■ **Given problem**: Rewrite the material below as a Markdown table with the columns Row and Line, giving each non-blank line its own numbered row and leaving out blank lines.

■ **Recorded information**:

-- START --

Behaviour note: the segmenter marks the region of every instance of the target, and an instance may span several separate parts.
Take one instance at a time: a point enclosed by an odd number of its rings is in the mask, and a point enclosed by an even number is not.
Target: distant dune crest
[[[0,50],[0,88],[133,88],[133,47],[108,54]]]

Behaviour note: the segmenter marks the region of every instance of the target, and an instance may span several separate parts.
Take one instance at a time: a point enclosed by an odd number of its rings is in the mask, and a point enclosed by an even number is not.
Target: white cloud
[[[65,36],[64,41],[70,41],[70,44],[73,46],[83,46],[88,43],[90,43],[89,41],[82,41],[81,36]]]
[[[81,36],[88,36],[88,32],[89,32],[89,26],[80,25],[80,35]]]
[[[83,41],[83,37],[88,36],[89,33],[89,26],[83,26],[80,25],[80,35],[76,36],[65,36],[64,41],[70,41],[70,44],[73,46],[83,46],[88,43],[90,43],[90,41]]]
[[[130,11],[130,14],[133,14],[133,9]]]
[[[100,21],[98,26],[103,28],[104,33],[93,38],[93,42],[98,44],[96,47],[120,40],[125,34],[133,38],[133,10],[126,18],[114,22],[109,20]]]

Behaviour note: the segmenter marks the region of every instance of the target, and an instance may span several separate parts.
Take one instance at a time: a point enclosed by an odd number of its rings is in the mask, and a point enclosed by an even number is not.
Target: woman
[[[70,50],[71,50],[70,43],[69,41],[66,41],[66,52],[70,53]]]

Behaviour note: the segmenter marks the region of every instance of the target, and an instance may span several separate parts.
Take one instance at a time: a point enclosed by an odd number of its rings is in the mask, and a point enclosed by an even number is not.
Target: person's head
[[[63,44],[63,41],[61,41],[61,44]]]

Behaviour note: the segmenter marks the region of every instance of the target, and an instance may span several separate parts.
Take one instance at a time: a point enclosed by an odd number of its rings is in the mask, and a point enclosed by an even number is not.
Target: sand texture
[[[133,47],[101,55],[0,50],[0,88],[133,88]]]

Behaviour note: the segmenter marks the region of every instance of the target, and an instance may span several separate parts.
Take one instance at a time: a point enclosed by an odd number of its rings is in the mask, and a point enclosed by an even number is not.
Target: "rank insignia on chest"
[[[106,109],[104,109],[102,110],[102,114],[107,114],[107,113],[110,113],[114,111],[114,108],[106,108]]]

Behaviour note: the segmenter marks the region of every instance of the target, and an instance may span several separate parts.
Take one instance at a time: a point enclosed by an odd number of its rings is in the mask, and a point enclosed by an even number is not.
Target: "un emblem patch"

-- END --

■ **Correct result**:
| Row | Line |
|---|---|
| 1 | Behaviour note: the segmenter marks the region of every instance of the target, and an instance may span several separate parts. |
| 2 | Take one instance at a time: a point enclosed by an odd number of its rings is in the mask, and a point enclosed by an even number is not. |
| 3 | Target: distant dune crest |
| 4 | [[[0,50],[0,88],[133,88],[133,47],[108,54]]] |
| 5 | Behaviour note: the segmenter marks the region of every instance of the target, and an instance may span several separate parts. |
| 6 | Take one instance at a time: a point enclosed by an odd number of its rings is in the mask, and a point enclosed by an even number is not. |
| 7 | Target: white cloud |
| 8 | [[[65,36],[64,41],[70,41],[70,44],[73,46],[83,46],[88,43],[90,43],[89,41],[82,41],[81,36]]] |
| 9 | [[[81,36],[88,36],[88,32],[89,32],[89,26],[80,25],[80,35]]] |
| 10 | [[[83,41],[83,37],[88,36],[89,33],[89,26],[83,26],[80,25],[80,35],[76,36],[65,36],[64,41],[70,41],[70,44],[73,46],[83,46],[88,43],[90,43],[90,41]]] |
| 11 | [[[130,11],[130,14],[133,14],[133,9]]] |
| 12 | [[[100,21],[98,26],[103,28],[104,33],[93,38],[93,42],[98,44],[96,47],[120,40],[125,34],[133,38],[133,10],[126,18],[114,22],[109,20]]] |
| 13 | Behaviour note: the segmenter marks the region of every instance of the target, and an instance may span several separate parts. |
| 14 | Take one instance at a time: a point enclosed by an odd number of its rings is in the mask, and a point enclosed by an even number is not. |
| 15 | Target: woman |
| 16 | [[[70,50],[71,50],[70,43],[69,41],[66,41],[66,52],[70,53]]] |
| 17 | Behaviour note: the segmenter marks the region of every instance of the target, and an instance may span several separate parts. |
| 18 | Take one instance at a time: a point enclosed by an odd number of its rings is in the mask, and a point enclosed by an even number is not. |
| 19 | Target: person's head |
| 20 | [[[63,44],[63,41],[61,41],[61,44]]] |
| 21 | Behaviour note: the segmenter marks the region of every instance of the target, and an instance may span several separate parts. |
| 22 | Take one instance at a time: a point enclosed by an odd number of its rings is in the mask, and a point enclosed by an even number is not. |
| 23 | Target: sand texture |
| 24 | [[[133,47],[101,55],[0,50],[0,88],[133,88]]] |
| 25 | Behaviour note: the segmenter marks the region of every instance of the target, and an instance may span several separate parts. |
| 26 | Take one instance at a time: a point enclosed by an odd number of its rings is in the mask, and a point enclosed by an even number is not. |
| 27 | Target: "rank insignia on chest" |
| 28 | [[[106,109],[104,109],[102,110],[102,114],[107,114],[107,113],[110,113],[114,111],[114,108],[106,108]]] |
| 29 | Behaviour note: the segmenter marks the region of every instance of the target, and an instance may span several separate parts. |
| 30 | Take one instance at a time: a point enclosed by an odd number of its rings is in the mask, and a point enclosed by an even number is not. |
| 31 | Target: "un emblem patch" |